Job:
Repeat each entry in full, exactly.

***** Input data *****

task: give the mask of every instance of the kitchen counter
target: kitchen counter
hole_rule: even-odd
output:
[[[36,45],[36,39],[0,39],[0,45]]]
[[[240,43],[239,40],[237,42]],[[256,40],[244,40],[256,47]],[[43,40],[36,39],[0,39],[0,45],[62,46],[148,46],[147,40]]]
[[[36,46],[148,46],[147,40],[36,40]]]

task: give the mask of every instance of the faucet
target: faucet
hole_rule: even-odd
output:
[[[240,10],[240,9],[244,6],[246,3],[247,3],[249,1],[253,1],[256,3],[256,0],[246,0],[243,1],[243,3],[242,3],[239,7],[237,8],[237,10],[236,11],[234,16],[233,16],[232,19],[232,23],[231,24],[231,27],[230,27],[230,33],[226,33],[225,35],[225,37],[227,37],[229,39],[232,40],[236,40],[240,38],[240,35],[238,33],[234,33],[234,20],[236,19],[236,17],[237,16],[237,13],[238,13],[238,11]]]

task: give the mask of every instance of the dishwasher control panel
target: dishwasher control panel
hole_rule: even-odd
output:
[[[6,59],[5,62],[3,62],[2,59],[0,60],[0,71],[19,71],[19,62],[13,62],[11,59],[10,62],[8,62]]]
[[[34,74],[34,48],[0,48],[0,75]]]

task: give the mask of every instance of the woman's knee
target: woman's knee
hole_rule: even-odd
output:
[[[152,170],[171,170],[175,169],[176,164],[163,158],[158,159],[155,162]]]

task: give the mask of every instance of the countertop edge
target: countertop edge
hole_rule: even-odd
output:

*****

Written response:
task: give the mask of every instance of the kitchen counter
target: kitchen counter
hole_rule: even-odd
output:
[[[36,45],[36,39],[0,39],[0,45]]]
[[[240,43],[239,40],[237,42]],[[256,40],[244,40],[256,47]],[[43,40],[36,39],[0,39],[0,45],[62,46],[148,46],[147,40]]]
[[[36,46],[148,46],[147,40],[36,40]]]

task: give the mask of every instance of the faucet
target: faucet
hole_rule: even-odd
output:
[[[240,10],[240,9],[244,6],[246,3],[247,3],[249,1],[253,1],[256,3],[256,0],[246,0],[243,1],[243,3],[242,3],[239,7],[237,8],[237,10],[236,11],[234,16],[233,16],[232,19],[232,23],[231,24],[231,27],[230,27],[230,33],[226,33],[225,35],[225,37],[227,37],[229,39],[232,40],[236,40],[240,38],[240,35],[238,33],[234,33],[234,20],[236,19],[236,17],[237,16],[237,13],[238,13],[238,11]]]

task: give the mask of every instance of the dishwasher control panel
target: dishwasher control panel
hole_rule: even-odd
output:
[[[6,59],[5,62],[3,62],[2,59],[0,60],[0,71],[19,71],[19,62],[13,62],[11,59],[10,62],[8,62]]]
[[[34,74],[34,48],[0,48],[0,75]]]

task: give the mask of every instance of the woman's knee
target: woman's knee
hole_rule: even-odd
output:
[[[152,170],[171,170],[175,169],[176,164],[163,158],[158,159],[155,162]]]

task: give the mask of every instance of the countertop edge
target: countertop edge
hole_rule: even-odd
output:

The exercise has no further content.